━━━━━ TEXT SHOWN ━━━━━

In It Still Moves, music writer Amanda Petrusich seeks out Americana the beautiful
By Eryn Loeb
Published: August 25th, 2008 | 4:15pm
To trace the evolution of American music, Amanda Petrusich embarked on a thoroughly American endeavor: a road trip. Shunning computer-generated driving directions in favor of good old-fashioned maps, she left her home in Brooklyn and plotted her way down and through the south, the birthplace of so much richly influential music.
In It Still Moves, Petrusich (a writer for Pitchfork and Paste, and the author of Pink Moon, for Continuum’s 33 1/3 series) considers how places like Memphis and Nashville have nurtured the “Americana” music she’s fallen in love with over the years, and how that music’s legacy has been inherited and built upon by the likes of Iron & Wine, Joanna Newsom, and Wilco.

━━━━━

DIRECTIVES:
(A) From the review of It Still Moves, extract the passage from "In It Still Moves, music" up to and including "richly influential music.".
(B) Summarize the review of It Still Moves in two sentences.

━━━━━ DATA EXTRACT ━━━━━

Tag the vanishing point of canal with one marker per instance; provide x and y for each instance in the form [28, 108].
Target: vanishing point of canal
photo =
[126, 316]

━━━━━

SOLVED TASKS:
(A)
In It Still Moves, music writer Amanda Petrusich seeks out Americana the beautiful
By Eryn Loeb
Published: August 25th, 2008 | 4:15pm
To trace the evolution of American music, Amanda Petrusich embarked on a thoroughly American endeavor: a road trip. Shunning computer-generated driving directions in favor of good old-fashioned maps, she left her home in Brooklyn and plotted her way down and through the south, the birthplace of so much richly influential music.

(B) To trace the evolution of American music, Amanda Petrusich left her home in Brooklyn on a road trip through the South, relying on maps rather than computer-generated directions. In It Still Moves, she considers how places like Memphis and Nashville nurtured the Americana music she has come to love, and how artists such as Iron & Wine, Joanna Newsom, and Wilco have inherited and built on its legacy.